--- MATERIAL PROVIDED Enclosed Below ---

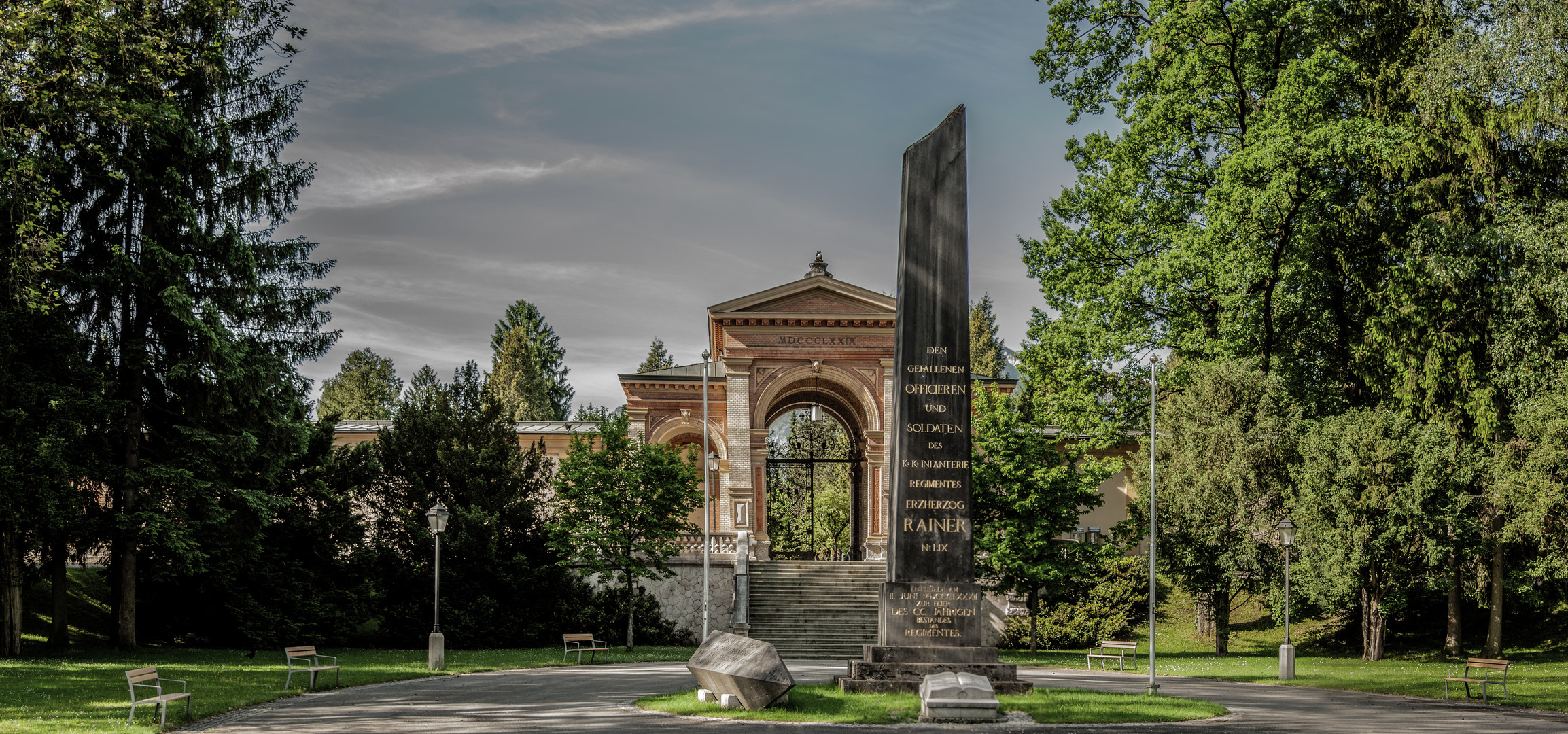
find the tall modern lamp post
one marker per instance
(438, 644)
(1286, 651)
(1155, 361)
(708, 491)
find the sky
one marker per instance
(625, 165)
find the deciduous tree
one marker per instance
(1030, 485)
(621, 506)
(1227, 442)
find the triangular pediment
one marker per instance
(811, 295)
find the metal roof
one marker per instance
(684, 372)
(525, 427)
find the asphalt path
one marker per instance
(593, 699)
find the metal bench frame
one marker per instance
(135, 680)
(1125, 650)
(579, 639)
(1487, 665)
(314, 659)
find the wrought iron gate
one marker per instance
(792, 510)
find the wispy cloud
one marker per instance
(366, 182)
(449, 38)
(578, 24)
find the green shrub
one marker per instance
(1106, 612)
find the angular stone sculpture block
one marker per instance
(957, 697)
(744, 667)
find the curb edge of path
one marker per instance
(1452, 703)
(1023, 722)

--- End of Enclosed MATERIAL PROVIDED ---

* REQUIRED ACTION
The line containing "find the triangular pediment" marks the end: retype every line from the first one in the listing up to and including it, without pictures.

* REPLY TO THE TASK
find the tall modern lamp post
one marker per instance
(438, 644)
(1286, 651)
(1155, 361)
(708, 491)
find the sky
one marker per instance
(625, 165)
find the deciduous tree
one marker per instance
(1030, 485)
(621, 506)
(1227, 442)
find the triangular pediment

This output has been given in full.